Records contained in a dataset:
----

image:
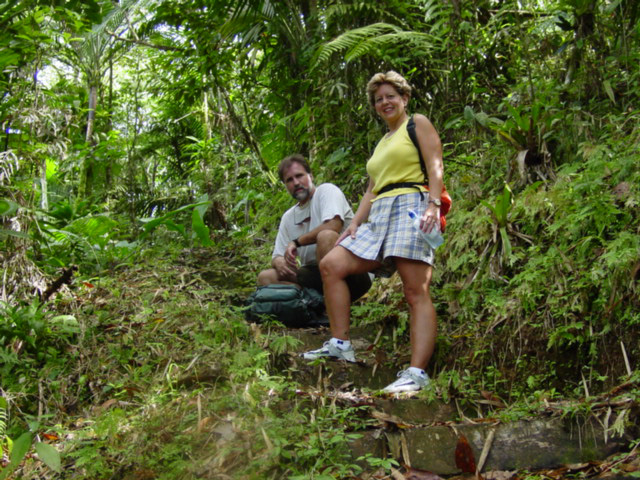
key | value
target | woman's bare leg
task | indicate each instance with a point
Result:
(337, 265)
(416, 278)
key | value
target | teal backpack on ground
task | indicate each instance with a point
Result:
(291, 305)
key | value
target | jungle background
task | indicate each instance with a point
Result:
(139, 198)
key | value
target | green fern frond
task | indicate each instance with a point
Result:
(351, 39)
(337, 13)
(419, 42)
(371, 39)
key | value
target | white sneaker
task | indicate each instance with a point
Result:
(329, 350)
(407, 382)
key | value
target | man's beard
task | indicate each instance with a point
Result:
(302, 194)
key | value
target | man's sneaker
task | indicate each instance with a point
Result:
(407, 382)
(329, 350)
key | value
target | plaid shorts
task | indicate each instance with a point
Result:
(390, 233)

----

**THE PROBLEM:**
Look through the entries and find each line that has the string "target". Copy those lines.

**OUTPUT BELOW:**
target | woman's bare leg
target | teal backpack on ground
target | jungle background
target | green fern frond
target | white sneaker
target | man's beard
target | man's sneaker
target | plaid shorts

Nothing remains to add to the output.